[Source data]
□ □ □ □ □ □ □

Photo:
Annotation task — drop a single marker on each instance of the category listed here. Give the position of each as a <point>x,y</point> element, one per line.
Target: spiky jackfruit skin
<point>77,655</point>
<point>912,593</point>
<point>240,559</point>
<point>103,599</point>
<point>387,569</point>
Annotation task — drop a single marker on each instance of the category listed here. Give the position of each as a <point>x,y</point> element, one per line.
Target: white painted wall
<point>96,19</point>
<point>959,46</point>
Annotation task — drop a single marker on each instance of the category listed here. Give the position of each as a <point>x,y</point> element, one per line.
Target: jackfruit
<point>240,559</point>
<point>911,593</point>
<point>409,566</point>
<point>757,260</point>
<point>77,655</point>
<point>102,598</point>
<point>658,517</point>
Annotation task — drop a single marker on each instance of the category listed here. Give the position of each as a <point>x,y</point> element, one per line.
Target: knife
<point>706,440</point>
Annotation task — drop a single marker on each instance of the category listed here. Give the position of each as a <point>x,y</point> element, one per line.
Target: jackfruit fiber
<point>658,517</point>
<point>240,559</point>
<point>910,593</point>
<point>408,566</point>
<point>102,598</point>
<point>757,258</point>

□ □ □ □ □ □ □

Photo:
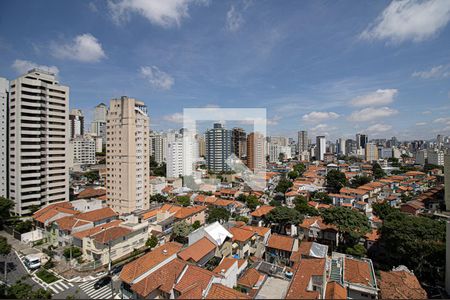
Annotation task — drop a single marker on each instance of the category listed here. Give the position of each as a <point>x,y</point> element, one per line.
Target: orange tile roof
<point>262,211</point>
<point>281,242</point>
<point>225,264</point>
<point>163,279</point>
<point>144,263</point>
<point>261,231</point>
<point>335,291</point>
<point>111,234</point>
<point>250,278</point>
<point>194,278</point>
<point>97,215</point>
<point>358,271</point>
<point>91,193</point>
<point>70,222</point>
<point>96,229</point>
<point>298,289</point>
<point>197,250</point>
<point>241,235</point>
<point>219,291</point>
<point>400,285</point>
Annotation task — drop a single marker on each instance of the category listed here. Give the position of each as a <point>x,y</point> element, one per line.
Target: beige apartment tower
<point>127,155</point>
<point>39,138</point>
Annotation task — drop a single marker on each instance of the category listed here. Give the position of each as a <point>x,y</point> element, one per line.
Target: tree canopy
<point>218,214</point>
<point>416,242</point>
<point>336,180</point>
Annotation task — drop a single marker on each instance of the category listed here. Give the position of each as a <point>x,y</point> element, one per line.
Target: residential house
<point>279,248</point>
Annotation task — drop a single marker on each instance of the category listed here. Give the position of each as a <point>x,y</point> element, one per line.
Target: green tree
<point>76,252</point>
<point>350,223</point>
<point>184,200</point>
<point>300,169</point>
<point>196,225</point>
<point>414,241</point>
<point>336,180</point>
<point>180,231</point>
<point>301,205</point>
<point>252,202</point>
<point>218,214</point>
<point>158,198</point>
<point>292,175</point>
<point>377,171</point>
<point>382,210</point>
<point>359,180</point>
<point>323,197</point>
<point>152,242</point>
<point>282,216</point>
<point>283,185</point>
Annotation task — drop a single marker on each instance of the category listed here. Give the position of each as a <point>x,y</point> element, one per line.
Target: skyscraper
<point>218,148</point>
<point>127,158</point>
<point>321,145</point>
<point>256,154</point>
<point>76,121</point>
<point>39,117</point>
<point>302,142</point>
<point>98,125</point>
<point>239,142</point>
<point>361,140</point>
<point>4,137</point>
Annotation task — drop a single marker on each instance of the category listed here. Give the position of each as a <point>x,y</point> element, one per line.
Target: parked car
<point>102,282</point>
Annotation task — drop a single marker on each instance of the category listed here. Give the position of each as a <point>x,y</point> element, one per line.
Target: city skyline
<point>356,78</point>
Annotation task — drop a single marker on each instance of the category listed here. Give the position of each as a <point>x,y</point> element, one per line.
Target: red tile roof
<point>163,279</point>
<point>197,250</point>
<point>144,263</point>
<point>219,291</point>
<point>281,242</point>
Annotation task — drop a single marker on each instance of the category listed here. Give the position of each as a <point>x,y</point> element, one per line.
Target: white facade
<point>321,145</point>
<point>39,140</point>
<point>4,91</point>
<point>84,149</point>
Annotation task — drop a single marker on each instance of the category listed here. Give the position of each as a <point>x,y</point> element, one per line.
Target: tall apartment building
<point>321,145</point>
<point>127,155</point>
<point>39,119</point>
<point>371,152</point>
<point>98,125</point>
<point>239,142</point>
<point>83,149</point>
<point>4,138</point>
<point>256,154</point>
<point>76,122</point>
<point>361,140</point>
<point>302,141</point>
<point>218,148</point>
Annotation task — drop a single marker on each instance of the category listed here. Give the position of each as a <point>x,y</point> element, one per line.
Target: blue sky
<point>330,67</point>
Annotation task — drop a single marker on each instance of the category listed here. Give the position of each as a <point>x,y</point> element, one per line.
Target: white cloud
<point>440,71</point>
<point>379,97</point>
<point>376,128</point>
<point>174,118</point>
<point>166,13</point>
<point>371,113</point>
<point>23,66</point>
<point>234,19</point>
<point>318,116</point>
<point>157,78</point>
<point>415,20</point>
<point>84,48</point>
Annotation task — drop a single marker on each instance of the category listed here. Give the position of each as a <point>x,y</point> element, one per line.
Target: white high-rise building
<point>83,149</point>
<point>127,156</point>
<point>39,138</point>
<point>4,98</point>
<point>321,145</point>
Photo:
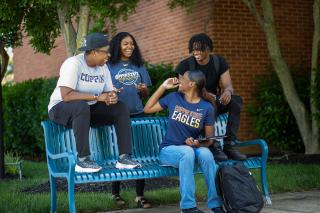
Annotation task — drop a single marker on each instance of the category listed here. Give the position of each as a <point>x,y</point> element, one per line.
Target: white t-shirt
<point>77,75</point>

□ □ □ □ □ □ □

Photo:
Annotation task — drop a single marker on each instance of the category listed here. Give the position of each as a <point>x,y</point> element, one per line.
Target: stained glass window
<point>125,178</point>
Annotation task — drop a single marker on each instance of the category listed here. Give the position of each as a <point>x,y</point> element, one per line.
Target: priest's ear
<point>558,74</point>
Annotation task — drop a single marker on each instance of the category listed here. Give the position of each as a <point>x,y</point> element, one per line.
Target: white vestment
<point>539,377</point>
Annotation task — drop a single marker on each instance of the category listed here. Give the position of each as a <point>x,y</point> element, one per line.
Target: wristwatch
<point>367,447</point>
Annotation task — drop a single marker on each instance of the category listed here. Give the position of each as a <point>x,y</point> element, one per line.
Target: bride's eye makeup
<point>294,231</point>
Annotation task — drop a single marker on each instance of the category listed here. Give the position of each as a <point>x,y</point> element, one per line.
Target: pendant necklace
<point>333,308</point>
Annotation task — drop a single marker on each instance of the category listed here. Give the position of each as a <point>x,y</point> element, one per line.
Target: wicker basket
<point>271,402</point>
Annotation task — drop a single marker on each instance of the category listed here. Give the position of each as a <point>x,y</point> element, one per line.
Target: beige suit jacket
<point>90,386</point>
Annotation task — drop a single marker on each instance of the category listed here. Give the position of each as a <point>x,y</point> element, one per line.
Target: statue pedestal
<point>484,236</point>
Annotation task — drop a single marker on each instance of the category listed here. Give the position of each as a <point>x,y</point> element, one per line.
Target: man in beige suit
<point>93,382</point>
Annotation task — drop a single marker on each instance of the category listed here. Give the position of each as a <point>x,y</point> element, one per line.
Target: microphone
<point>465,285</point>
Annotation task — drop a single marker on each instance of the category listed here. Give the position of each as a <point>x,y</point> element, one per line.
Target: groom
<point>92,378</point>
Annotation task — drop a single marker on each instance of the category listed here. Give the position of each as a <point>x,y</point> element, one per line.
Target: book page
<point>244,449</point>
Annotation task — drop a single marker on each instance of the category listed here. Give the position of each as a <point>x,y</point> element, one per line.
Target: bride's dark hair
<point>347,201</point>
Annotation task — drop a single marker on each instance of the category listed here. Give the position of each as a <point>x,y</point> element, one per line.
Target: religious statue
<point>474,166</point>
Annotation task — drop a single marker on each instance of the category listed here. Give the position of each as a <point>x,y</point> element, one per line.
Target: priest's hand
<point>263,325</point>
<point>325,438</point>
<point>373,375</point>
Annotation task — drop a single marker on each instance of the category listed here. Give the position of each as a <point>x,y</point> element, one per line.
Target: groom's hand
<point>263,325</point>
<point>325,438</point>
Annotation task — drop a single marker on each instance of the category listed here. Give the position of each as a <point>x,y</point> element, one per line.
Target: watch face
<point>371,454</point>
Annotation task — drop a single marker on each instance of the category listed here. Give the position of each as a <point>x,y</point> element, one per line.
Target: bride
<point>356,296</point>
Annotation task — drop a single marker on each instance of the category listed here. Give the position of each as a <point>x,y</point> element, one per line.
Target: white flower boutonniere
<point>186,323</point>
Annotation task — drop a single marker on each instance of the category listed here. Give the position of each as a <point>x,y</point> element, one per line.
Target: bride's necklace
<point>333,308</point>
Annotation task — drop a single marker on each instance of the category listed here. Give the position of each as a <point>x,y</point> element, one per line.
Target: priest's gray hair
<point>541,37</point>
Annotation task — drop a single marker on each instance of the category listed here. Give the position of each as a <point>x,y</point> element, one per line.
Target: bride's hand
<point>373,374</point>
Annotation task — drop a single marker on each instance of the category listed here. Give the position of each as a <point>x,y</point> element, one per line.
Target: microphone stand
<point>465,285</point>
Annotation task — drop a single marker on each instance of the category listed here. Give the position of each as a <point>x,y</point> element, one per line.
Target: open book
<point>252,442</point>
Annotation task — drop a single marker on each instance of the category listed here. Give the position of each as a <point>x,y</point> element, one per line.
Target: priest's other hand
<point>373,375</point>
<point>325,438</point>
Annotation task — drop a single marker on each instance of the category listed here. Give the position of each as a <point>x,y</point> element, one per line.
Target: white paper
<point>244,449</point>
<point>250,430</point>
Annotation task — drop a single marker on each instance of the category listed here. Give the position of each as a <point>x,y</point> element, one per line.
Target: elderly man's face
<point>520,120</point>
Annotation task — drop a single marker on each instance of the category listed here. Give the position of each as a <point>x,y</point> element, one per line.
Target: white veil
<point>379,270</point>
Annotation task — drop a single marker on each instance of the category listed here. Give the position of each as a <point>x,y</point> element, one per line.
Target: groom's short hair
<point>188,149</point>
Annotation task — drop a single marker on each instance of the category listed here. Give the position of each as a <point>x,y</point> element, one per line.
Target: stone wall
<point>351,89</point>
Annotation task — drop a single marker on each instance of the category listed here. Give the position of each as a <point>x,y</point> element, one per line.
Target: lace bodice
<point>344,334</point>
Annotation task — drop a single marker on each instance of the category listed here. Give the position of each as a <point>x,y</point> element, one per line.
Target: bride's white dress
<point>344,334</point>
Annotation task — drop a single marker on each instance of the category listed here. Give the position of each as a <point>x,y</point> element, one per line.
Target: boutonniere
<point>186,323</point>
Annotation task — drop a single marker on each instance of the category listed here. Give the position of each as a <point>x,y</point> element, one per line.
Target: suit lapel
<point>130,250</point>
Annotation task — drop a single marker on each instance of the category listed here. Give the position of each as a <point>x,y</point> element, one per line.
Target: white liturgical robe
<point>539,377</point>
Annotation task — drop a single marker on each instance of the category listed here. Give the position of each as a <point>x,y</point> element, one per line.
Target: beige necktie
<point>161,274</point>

□ □ □ □ □ □ □

[The problem]
How many lines of the listing above contain the word "priest"? Reply with the number only.

[Full response]
4